WRITTEN REQUEST
Copy the material below word for word, omitting the pictures.

——

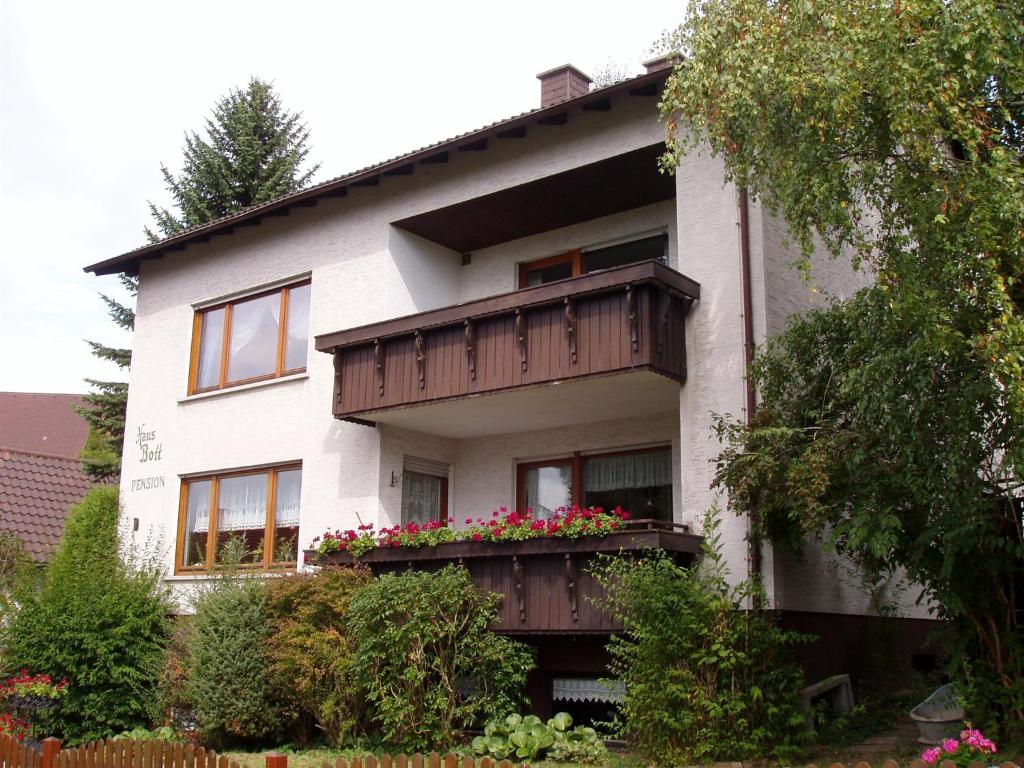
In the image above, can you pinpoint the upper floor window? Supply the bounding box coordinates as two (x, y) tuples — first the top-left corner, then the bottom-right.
(519, 233), (669, 288)
(188, 281), (309, 394)
(175, 465), (302, 572)
(516, 445), (672, 520)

——

EXPECTED ANSWER
In the image above, can you pinpoint the upper floor window? Supply the bounding box coordinates as two (x, y) tuples — first the top-left corner, then the bottom-right.
(519, 233), (669, 288)
(188, 281), (309, 394)
(175, 465), (302, 572)
(516, 445), (672, 520)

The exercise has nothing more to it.